BLOCO DE TEXTO:
....

Se eu fosse observar todas as tradições de Dioniso não acabaria de falar num tempo breve. Limitar-me-ei a salientar apenas alguns aspectos colhidos um pouco aqui e um pouco lá sem a ambição de expor o mito, mas com o escopo de evidenciar nele o valor divino: aquilo que, do ponto de vista da Religião Pagã e da Bruxaria, Zeus, através de Sêmele, fez baixar nos Seres Humanos.
Dioniso, como todas as divindades que, através dos relacionamentos de Zeus, baixam entre os Seres nascidos em Hera, por ela foi odiado. Todas as potestades que se originam de Zeus privam Hera de uma oportunidade para enriquecer a sua Consciência e Circunspeção. As novas experiências, as novas estratégias, os novos métodos que, por intermédio de novos Deuses, Zeus faz com que se manifestem entre os Seres da Natureza, consentem que os Seres propiciem a fuga, no momento da morte do corpo físico, da sedimentação na Consciência de Hera, sedimentação essa que enriquece Hera; ou seja, nessa fuga, os Seres trilham uma vereda nova, um rumo próprio. Desse modo, com esta sua ação, Zeus autoriza os novos Deuses baterem às portas do Olimpo (nota: Claudio Simeoni quer dizer que todos os corpos luminosos, que foram construídos durante a existência, ao se liberarem do corpo físico mortal, podem seguir as suas transformações no infinito).

....

ENUNCIADO A: De acordo com o texto sobre Dioniso, por quem Dioniso foi odiado?
ENUNCIADO B: Transcreva do texto sobre Dioniso o trecho que vai de "Se eu fosse" até "nos Seres Humanos.", inclusive.
Os itens não são necessários para realizar estas tarefas.

Registros de anotação por coordenadas:
....

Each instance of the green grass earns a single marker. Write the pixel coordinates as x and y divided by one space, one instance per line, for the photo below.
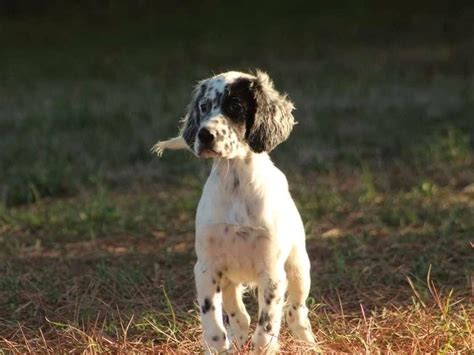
96 234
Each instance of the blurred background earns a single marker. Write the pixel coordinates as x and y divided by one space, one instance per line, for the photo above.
87 87
96 232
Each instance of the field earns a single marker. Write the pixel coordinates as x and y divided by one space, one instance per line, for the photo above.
96 234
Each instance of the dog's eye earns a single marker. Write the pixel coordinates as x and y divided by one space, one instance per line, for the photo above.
205 107
236 108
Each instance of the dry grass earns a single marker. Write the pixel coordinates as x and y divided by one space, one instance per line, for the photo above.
381 283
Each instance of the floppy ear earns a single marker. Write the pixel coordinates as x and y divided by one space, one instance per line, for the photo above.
273 120
190 122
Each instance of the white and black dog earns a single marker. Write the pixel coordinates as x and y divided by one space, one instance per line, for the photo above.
248 230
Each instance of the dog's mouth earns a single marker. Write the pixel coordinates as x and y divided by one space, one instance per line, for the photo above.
208 153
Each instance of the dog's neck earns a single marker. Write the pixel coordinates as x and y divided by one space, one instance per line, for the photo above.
247 169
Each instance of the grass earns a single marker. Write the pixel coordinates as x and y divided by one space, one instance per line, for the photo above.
96 235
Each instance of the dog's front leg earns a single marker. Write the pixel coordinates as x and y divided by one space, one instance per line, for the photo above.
210 303
271 291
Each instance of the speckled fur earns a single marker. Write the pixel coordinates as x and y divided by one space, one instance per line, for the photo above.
248 230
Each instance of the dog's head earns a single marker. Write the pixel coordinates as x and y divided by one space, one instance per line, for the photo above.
233 112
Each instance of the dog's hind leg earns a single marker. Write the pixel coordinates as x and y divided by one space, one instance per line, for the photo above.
239 319
299 282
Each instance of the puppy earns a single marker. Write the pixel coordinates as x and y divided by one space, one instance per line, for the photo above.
248 230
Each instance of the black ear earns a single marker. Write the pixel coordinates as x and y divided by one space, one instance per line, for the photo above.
191 121
273 120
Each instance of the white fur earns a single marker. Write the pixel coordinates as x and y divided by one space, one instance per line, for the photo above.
248 232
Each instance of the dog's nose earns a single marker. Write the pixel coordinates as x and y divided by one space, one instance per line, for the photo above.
205 136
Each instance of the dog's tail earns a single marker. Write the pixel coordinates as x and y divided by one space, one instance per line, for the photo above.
175 143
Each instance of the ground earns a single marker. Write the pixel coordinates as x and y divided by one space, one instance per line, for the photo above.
96 234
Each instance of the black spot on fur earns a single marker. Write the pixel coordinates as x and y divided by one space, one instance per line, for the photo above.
206 306
263 319
248 159
236 182
249 211
193 117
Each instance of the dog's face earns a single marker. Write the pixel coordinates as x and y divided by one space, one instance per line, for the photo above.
234 113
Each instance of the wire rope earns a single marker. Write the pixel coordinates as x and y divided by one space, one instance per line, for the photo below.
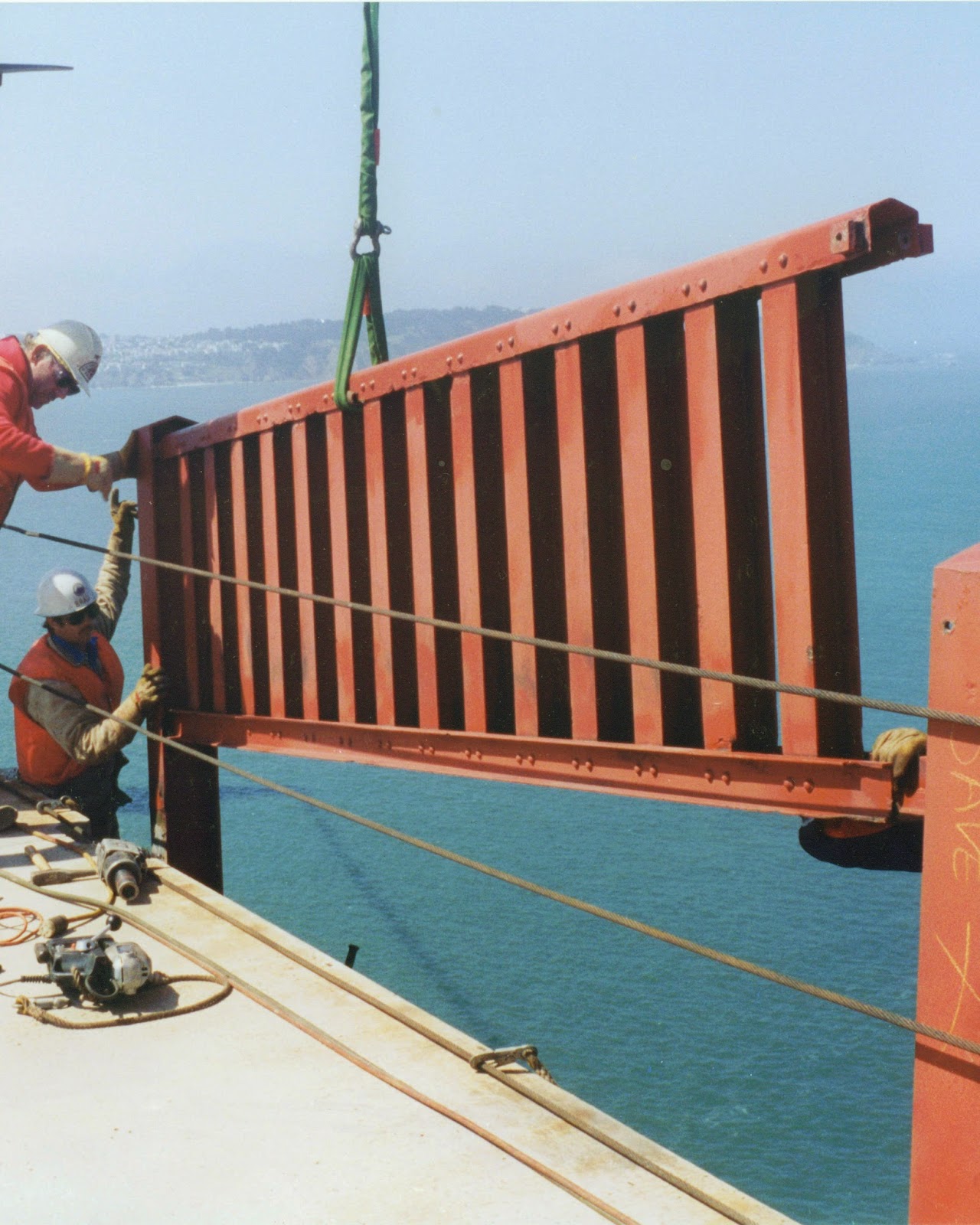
912 710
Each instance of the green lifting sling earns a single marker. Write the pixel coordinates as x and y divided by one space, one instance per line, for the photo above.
364 296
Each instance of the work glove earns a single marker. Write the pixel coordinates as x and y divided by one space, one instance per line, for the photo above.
122 462
900 747
152 688
124 514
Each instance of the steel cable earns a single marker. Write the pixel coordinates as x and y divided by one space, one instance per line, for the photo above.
738 963
616 657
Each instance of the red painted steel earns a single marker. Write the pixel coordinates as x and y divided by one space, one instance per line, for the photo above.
810 479
212 563
575 527
596 475
467 550
641 549
946 1102
188 585
240 570
341 567
377 543
712 561
520 570
761 782
305 580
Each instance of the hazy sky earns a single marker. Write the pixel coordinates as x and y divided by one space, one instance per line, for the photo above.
199 167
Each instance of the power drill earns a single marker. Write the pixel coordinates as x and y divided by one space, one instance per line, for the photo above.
95 967
122 865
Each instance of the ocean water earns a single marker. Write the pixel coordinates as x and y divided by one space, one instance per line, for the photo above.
793 1100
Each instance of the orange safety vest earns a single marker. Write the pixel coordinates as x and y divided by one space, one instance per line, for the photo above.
40 757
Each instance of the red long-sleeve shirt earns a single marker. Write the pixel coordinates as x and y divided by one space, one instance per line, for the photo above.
24 456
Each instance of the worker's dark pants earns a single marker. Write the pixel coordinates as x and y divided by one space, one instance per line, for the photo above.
896 848
97 794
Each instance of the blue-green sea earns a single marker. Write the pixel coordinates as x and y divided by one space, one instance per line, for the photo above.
795 1102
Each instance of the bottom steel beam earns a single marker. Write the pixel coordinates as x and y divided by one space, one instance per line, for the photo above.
761 782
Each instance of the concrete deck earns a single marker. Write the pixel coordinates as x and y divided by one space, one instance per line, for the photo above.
309 1096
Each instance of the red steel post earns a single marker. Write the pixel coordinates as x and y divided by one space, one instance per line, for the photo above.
305 571
520 575
341 565
465 493
189 583
422 555
377 551
212 563
710 524
946 1102
575 530
243 599
637 504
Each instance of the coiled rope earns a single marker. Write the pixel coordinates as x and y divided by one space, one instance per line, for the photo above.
616 657
738 963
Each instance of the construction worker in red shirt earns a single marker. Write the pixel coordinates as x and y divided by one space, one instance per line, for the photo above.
51 364
64 749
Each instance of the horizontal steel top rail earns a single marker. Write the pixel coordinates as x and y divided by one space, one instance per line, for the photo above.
661 472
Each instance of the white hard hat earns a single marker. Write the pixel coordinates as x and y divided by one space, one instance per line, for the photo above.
77 346
63 592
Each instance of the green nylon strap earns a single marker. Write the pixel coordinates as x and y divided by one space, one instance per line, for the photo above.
364 296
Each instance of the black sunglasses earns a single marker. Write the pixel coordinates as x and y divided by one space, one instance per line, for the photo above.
67 383
87 614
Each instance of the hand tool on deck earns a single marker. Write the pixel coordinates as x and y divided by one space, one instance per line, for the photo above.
48 875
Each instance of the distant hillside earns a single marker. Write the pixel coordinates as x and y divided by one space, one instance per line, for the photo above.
305 352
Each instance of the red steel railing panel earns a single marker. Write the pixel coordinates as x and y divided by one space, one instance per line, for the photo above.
594 475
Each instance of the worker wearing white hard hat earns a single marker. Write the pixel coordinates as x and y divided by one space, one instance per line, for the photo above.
51 364
64 749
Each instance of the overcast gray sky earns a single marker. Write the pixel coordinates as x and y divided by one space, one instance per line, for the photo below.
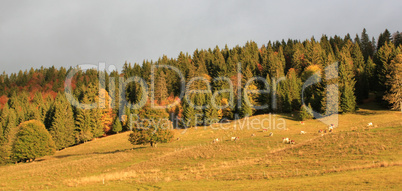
69 33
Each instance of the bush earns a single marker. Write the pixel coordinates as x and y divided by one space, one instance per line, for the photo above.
151 135
117 125
304 114
32 141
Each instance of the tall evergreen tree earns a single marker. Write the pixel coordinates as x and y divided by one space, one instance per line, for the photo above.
383 60
62 123
384 37
394 81
347 83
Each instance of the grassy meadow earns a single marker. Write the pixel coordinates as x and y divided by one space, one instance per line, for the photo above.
353 157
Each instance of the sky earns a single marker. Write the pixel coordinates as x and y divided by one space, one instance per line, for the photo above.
70 33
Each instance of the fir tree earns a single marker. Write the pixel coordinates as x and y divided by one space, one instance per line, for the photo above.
117 125
62 123
394 81
305 114
32 141
347 83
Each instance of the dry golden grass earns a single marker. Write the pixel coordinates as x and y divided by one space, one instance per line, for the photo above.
113 163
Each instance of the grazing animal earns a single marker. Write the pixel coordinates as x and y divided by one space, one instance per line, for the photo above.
285 140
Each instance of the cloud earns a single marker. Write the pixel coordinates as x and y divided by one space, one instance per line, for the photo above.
68 33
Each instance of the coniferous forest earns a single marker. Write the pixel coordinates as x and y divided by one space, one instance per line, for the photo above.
35 112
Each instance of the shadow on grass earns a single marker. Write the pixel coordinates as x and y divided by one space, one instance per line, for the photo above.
98 153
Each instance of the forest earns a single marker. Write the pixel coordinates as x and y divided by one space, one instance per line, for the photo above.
369 69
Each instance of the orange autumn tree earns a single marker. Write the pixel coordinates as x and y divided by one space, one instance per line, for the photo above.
107 115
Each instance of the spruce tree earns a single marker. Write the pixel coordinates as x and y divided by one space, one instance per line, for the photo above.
383 60
347 83
394 81
62 123
32 141
188 114
117 125
161 91
84 124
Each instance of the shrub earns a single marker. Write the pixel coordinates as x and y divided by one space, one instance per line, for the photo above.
117 125
32 141
151 135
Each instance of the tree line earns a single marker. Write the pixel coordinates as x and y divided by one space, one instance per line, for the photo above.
365 66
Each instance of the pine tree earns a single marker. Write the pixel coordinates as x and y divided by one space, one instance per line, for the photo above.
304 113
97 125
361 86
83 125
62 123
161 91
384 37
383 60
394 81
39 103
246 110
117 125
188 114
32 141
366 45
347 83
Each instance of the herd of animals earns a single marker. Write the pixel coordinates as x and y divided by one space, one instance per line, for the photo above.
287 140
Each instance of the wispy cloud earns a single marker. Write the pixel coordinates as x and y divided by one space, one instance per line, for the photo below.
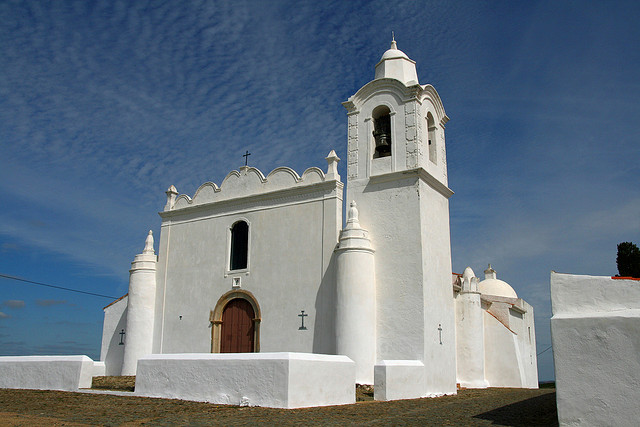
49 302
14 303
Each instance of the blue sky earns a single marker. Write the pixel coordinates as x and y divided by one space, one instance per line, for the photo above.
104 104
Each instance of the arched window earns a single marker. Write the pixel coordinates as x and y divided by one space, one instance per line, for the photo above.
382 131
431 127
239 245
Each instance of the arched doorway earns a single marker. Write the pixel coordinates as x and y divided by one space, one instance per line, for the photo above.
237 327
235 323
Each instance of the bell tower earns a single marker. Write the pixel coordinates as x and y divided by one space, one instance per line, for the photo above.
397 176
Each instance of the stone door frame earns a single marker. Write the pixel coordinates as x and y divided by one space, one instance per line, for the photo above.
215 317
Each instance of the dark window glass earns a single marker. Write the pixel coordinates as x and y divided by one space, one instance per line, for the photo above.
239 245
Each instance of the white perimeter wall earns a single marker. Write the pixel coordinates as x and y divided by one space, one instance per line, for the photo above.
596 336
111 352
279 380
46 372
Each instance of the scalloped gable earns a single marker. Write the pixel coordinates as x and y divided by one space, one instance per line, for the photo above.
249 181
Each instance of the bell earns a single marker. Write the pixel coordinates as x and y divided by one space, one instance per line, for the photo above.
383 146
382 135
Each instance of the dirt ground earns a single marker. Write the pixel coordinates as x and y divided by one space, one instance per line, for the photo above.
511 407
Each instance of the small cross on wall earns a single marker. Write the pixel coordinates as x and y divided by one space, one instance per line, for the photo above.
246 157
302 316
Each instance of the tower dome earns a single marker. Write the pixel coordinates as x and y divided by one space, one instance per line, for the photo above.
395 64
491 285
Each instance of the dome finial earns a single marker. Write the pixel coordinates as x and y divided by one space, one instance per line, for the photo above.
148 244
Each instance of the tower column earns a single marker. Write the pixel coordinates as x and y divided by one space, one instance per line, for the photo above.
470 334
356 298
140 307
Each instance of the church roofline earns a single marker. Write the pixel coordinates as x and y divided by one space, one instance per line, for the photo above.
250 181
324 189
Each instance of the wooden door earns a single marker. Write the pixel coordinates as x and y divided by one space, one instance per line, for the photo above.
237 327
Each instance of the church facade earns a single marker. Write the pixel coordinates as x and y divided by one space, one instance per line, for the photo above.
264 264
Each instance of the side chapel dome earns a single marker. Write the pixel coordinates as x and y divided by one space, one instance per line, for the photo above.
493 286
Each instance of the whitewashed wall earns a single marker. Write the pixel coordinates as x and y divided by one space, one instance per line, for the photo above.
293 229
115 320
278 380
46 372
595 331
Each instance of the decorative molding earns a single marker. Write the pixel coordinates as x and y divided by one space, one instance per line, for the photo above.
417 173
375 87
255 183
302 194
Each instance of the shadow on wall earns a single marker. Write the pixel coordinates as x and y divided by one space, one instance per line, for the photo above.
537 411
324 341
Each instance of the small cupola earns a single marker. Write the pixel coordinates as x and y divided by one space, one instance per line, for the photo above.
395 64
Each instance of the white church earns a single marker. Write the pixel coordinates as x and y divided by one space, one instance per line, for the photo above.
266 264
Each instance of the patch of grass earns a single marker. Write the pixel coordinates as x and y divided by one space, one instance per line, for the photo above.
122 383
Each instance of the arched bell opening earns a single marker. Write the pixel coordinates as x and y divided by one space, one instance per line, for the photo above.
381 116
431 128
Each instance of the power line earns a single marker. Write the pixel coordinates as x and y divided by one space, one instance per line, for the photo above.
6 276
544 350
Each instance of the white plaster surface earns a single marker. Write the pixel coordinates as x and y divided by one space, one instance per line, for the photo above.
99 369
115 320
470 340
293 230
399 379
140 308
278 380
356 298
46 372
596 336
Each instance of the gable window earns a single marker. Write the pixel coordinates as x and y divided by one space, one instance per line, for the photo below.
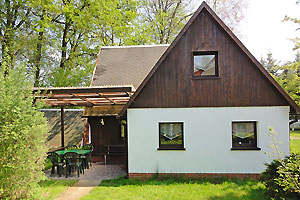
205 64
171 136
244 136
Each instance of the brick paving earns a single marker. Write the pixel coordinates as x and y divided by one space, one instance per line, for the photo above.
97 171
91 178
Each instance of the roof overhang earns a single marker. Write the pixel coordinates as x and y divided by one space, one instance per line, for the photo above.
84 96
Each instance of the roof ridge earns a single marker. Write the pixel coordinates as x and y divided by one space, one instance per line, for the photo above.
135 46
218 21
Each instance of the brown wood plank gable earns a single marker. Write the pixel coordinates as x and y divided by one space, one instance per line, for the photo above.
242 80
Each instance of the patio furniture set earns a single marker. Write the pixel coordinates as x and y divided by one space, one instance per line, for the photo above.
71 158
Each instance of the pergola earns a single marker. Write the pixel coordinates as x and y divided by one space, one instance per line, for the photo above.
83 96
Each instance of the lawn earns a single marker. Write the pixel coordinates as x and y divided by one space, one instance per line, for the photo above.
172 189
295 143
52 188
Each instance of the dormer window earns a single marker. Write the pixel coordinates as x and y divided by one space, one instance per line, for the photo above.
205 64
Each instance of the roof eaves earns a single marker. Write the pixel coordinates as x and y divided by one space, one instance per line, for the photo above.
204 5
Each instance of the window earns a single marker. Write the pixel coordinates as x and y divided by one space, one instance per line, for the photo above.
171 136
244 136
205 64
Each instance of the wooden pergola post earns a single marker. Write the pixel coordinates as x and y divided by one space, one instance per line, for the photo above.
62 126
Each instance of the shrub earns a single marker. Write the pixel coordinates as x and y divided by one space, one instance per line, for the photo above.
23 133
281 178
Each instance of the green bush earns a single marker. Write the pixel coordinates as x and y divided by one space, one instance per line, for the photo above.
281 178
23 131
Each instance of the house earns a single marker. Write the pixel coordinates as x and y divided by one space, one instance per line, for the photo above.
74 126
202 106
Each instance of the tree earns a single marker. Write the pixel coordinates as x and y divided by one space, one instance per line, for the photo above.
270 64
81 27
289 79
230 11
23 133
14 15
164 18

....

RESPOSTA COMPLETA A: Por Hera.

RESPOSTA COMPLETA B:
Se eu fosse observar todas as tradições de Dioniso não acabaria de falar num tempo breve. Limitar-me-ei a salientar apenas alguns aspectos colhidos um pouco aqui e um pouco lá sem a ambição de expor o mito, mas com o escopo de evidenciar nele o valor divino: aquilo que, do ponto de vista da Religião Pagã e da Bruxaria, Zeus, através de Sêmele, fez baixar nos Seres Humanos.